--- INPUT DATA Enclosed Below ---

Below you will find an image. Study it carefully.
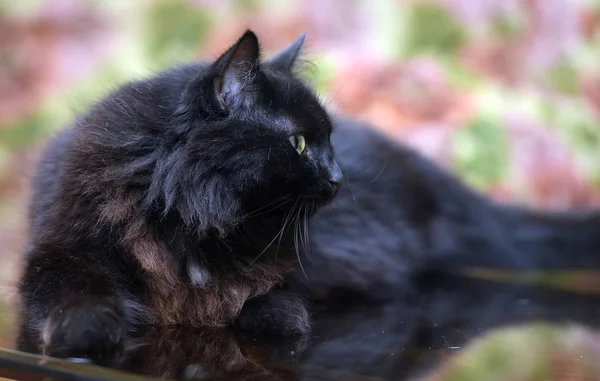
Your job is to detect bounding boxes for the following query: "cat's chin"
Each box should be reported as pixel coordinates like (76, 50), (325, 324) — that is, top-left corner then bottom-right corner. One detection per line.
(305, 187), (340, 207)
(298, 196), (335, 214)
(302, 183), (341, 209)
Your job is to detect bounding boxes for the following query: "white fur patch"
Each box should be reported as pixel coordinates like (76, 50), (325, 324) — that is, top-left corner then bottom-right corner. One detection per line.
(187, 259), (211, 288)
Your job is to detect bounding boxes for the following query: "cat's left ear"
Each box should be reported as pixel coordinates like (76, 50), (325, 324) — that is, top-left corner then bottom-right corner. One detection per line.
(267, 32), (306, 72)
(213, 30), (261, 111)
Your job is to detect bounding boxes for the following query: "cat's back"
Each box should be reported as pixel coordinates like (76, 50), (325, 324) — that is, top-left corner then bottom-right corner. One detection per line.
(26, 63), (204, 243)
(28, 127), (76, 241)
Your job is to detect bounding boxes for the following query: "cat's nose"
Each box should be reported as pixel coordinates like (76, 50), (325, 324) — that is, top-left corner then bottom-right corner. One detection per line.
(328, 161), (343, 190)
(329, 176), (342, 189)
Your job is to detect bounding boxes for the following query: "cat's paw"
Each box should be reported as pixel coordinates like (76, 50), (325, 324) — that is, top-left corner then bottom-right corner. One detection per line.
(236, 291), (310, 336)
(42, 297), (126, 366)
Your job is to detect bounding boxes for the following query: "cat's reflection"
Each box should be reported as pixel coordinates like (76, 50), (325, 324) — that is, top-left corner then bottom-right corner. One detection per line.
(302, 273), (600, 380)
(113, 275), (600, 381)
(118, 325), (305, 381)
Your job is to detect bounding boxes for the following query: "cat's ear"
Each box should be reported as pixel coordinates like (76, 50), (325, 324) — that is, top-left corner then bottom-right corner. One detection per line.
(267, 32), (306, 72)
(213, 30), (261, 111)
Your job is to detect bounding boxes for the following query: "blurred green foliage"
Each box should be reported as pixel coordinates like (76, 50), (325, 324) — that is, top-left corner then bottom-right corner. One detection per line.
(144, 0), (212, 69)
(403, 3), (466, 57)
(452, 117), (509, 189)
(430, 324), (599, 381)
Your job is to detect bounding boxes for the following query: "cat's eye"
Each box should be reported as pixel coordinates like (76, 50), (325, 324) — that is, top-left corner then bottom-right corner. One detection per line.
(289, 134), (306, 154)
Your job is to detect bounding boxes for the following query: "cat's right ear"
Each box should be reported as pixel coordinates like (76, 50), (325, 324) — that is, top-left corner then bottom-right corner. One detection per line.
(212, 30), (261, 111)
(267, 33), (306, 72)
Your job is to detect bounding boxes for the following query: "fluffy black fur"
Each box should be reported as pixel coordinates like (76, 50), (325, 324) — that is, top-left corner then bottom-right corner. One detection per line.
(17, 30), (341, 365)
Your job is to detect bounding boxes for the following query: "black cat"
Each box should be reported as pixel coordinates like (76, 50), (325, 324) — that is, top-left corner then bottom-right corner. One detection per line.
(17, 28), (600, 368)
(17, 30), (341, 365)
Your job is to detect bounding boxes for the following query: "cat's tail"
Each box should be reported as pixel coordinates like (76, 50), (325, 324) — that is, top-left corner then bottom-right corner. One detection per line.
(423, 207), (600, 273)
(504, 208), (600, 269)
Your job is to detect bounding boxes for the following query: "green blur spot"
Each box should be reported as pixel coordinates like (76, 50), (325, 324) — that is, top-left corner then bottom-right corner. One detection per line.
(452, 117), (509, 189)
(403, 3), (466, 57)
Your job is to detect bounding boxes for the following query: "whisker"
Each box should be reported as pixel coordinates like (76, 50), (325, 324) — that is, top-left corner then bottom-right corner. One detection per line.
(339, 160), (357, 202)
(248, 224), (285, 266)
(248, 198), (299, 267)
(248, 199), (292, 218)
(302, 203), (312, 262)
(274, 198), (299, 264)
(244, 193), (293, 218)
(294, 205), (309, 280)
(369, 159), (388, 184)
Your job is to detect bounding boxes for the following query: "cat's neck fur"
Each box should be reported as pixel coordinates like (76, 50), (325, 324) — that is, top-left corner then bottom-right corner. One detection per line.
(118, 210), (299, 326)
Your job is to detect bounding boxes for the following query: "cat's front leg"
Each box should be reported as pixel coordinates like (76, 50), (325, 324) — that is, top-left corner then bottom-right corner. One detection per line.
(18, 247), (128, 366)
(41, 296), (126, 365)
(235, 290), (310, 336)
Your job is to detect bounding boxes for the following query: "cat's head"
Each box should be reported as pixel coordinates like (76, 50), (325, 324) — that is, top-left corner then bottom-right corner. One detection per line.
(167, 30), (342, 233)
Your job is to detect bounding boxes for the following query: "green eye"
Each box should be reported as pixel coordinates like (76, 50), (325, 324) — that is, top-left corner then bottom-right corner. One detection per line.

--- End of Enclosed INPUT DATA ---

**INSTRUCTIONS FOR THE TASK**
Once the pictures are dropped, set down everything else in the records exactly.

**TASK ANSWER**
Below you will find an image. Study it carefully.
Your job is to detect bounding boxes for the following query: "cat's chin"
Each box should be reported as pixel coordinates like (76, 50), (325, 324) — that is, top-left corner then bottom-right corner. One detection per line.
(305, 187), (340, 207)
(298, 196), (335, 214)
(302, 183), (341, 209)
Your job is to detect bounding boxes for the following query: "white fur patch"
Each box should be reported as pixel coordinates like (76, 50), (325, 324) — that is, top-left corner then bottom-right corner. One detection per line.
(187, 259), (211, 288)
Your job is to detect bounding boxes for the following query: "cat's left ear"
Each box should be reported as pixel coordinates like (76, 50), (325, 324) — that is, top-left corner then bottom-right corner. One detection per line.
(267, 32), (306, 72)
(213, 30), (261, 111)
Your job is to detect bounding boxes for the following query: "cat's back"
Each box should be reported as pixel coordinates like (76, 50), (325, 324) — that is, top-left corner then bottom-right corner. One detection per line.
(26, 63), (204, 243)
(28, 127), (76, 241)
Your job is to detect bounding boxes for the following query: "cat's nose"
Each box should be reported as pixel coordinates like (76, 50), (325, 324) — that is, top-left corner then bottom-right corner. One detection per line.
(328, 161), (343, 190)
(329, 176), (342, 189)
Your job is to detect bounding boxes for the following query: "cat's paw"
Each box should be reported as pixel coordinates like (76, 50), (325, 324) — that is, top-left corner then bottom-right corner. One detection per line.
(236, 291), (310, 336)
(42, 297), (126, 366)
Your job is to detect bounding boxes for the following query: "cat's reflection"
Each box should be reported as pixel coordinates like (76, 50), (325, 324) — that is, top-left corner then bottom-right corner. One detection per line.
(302, 273), (600, 380)
(113, 275), (600, 381)
(118, 325), (305, 381)
Your job is to detect bounding boxes for the following query: "cat's ear"
Each box should be reported as pixel coordinates like (76, 50), (325, 324) — that is, top-left corner then bottom-right corner. One detection per line.
(267, 32), (306, 72)
(213, 30), (261, 111)
Your job is to detect bounding boxes for the following query: "blurred green foliage"
Each box should be reported as pixel coordinates like (76, 50), (325, 324) — that is, top-left corner then bottom-right corner. One detection per line.
(144, 0), (212, 69)
(403, 3), (466, 57)
(452, 117), (509, 189)
(430, 324), (599, 381)
Your job is to detect bounding boxes for the following query: "cat's eye"
Each box should be reported as pixel coordinates like (76, 50), (325, 324) — that is, top-left corner then bottom-right corner. One detection per line.
(289, 134), (306, 154)
Your job is to detect bounding boxes for the following query: "cat's right ear"
Each box should be reported as pixel coordinates like (76, 50), (325, 324) — that is, top-left corner then bottom-right corner. One detection per line.
(212, 30), (261, 111)
(267, 33), (306, 72)
Your job is to detect bounding boxes for the following query: "fluffy black fur"
Each box should be reported as pixel coordinates like (76, 50), (325, 324) — that is, top-left corner then bottom-right corner. One detection per line.
(17, 30), (341, 365)
Your job is to detect bounding boxes for the following query: "black cat"
Each box should be reported as pixel coordinates like (76, 50), (325, 324) — that is, top-left corner then bottom-right corner. One detection per line.
(17, 28), (600, 368)
(17, 30), (341, 365)
Your job is to detect bounding boxes for the following query: "cat's tail"
Each box should be reported as pixel coordinates like (76, 50), (325, 324) — that is, top-left corner then bottom-right corner. One detection per line.
(423, 207), (600, 273)
(504, 208), (600, 269)
Your job is to detect bounding boxes for the following query: "green blur spot"
Each box should be reported as pixel coordinates like (76, 50), (325, 324) — that is, top-left corner then bottom-right corner. One detection per line.
(452, 117), (509, 189)
(403, 3), (466, 57)
Your job is to detect bounding boxes for the following query: "whisker"
Each box should be reported as pixel coordinates like (76, 50), (325, 324) — that is, top-left corner then bottom-right corner. One detection per line.
(339, 160), (357, 202)
(248, 224), (285, 266)
(248, 198), (299, 267)
(248, 199), (292, 218)
(302, 203), (312, 262)
(274, 198), (299, 264)
(244, 193), (293, 218)
(294, 205), (309, 280)
(369, 159), (388, 184)
Your job is to detect bounding boxes for the following query: "cat's neck fur"
Each box should be reported as pixel coordinates like (76, 50), (325, 324) — that is, top-left corner then bottom-right corner. One detection per line.
(118, 210), (299, 326)
Your job is to detect bounding boxes for the following query: "cat's front leg"
Each box should be reported as pixel coordinates like (76, 50), (325, 324) — that is, top-left corner then bottom-right corner. One detection per line.
(18, 247), (128, 366)
(41, 296), (126, 365)
(235, 290), (310, 336)
Your job is to detect bounding boxes for the following query: "cat's head"
Each box should be reported as pixel coordinates like (76, 50), (325, 324) — that is, top-left corner then bottom-right corner. One detection per line.
(167, 30), (342, 233)
Your job is to detect bounding boxes for the following query: "green eye"
Each box should be reported as pixel coordinates like (76, 50), (325, 324) — that is, top-left corner then bottom-right corner. One detection per line.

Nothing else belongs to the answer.